Selected text
------

The Correspondence Office hosted the flag ceremony this morning. It was Ricky’s turn to brandish his pep-talk skills, hehe. Here’s his speech:
Magandang umaga po sa inyong lahat. Ako po si Ricky Torre, deputy director ng Correspondence Office. Sinulat ko na lang ito, gawa nang mahina ako mag-improvise.
Like some of you here, I’m relatively a newcomer in Malacañang. Noong Biyernes na nakaraan ay nakabuo na ako ng isang taon dito. But I’ve worked in government and in politics before, and one of my former employers is the late senator Raul Roco.
It was from Senator Roco that I learned this insight, which I wish to share with you this morning, about public service or government being an art form, like music, painting, and the other genres. I already had a faint understanding of that idea before, but it was never really articulated until Senator Roco expressed it, not to me personally, but in one out-of-town forum. I was struck by how radical and true that idea was. Being radical, after all, does not mean so much to go to the extreme but rather to go the heart or the essence of the matter.
It is also true that any endeavor can really qualify as art or craftsmanship. But public service may well be the greatest of them all, precisely because of its lofty ends: to change a country, to revitalize a society, and to galvanize a people into an inspired mass action.
And yet, if public service or government is the loftiest of the art forms, the apparatus by which this art form functions has its gross limitations as well. We know by experience how rigorously regimented unto itself the bureaucracy is. But, on the other hand, the same can also be said of any apparatus of art, be it the piano, the electric guitar, or the classical structures of poetry, all of which are designed according to their unique restrictions.
We also have our limits in each our office cubicles, which, in any case, we wield, according to our resourcefulness and imagination. Here at the Correspondence Office, our main bulk of work is presidential messages. Normally, people reading the newspapers do not mind reading them, but still we thought of converting this medium of communication to convey the President’s main themes for the Filipino people: that we are starting afresh in charting our nation’s course, that now is a good time to revive the values that serve as the foundation for a progressive country, and that our country, after all, used to be regarded with envy in this region.
I take pride in the Correspondence Office staff, with whom I work to carry across the President’s message for the people. As my time is limited, let me just name some people. There’s my good friend and superior Mikael de Lara Co, the director of the Correspondence Office and a multiawarded poet, who had just won last Friday the Maningning Miclat Award, his second time to win that distinguished award.

------

Given records
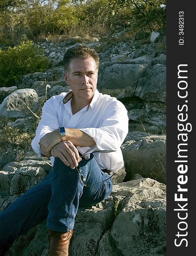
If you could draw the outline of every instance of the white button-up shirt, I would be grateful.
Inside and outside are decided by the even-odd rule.
[[[79,129],[93,137],[97,144],[92,150],[88,147],[77,146],[79,152],[83,154],[88,150],[89,153],[94,151],[101,169],[116,172],[124,165],[120,146],[128,129],[128,118],[125,106],[116,98],[103,95],[96,90],[90,105],[73,115],[71,99],[63,103],[63,99],[68,93],[53,96],[44,104],[32,147],[41,156],[38,143],[46,134],[62,126]],[[102,152],[96,152],[98,151]],[[87,154],[85,157],[88,157],[89,154]],[[51,157],[51,159],[53,166],[54,158]]]

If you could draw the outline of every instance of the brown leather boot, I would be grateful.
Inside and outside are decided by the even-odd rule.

------

Tasks and exercises
**A)** In the flag ceremony speech, what award did Mikael de Lara Co win last Friday?
**B)** Reproduce everything from the line of the rows containing "boot, I would be grateful." down to the end of the rows, substituting "nonzero" for "even-odd" and leaving all else unchanged.

Results of the exercise
**A)** The Maningning Miclat Award

**B)**
If you could draw the outline of every instance of the brown leather boot, I would be grateful.
Inside and outside are decided by the nonzero rule.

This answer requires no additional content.